Given exercise →
Copy out the lines below word for word, starting at the line containing "# Target: single-engine light aircraft" and ending at the last line of the entries.

Location labeling entries:

= = =

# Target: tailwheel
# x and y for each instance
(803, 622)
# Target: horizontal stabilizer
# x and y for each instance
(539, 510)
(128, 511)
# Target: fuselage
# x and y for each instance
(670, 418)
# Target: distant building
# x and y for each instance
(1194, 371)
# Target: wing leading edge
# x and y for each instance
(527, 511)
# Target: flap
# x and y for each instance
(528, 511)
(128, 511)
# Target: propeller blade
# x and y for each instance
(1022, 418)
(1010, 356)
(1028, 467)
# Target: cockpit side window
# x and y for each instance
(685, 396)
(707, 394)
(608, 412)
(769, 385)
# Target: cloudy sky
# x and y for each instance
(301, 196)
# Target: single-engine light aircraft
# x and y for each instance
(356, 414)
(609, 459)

= = =

Task output →
# Target: single-engine light aircraft
# x and y for each instance
(356, 414)
(609, 459)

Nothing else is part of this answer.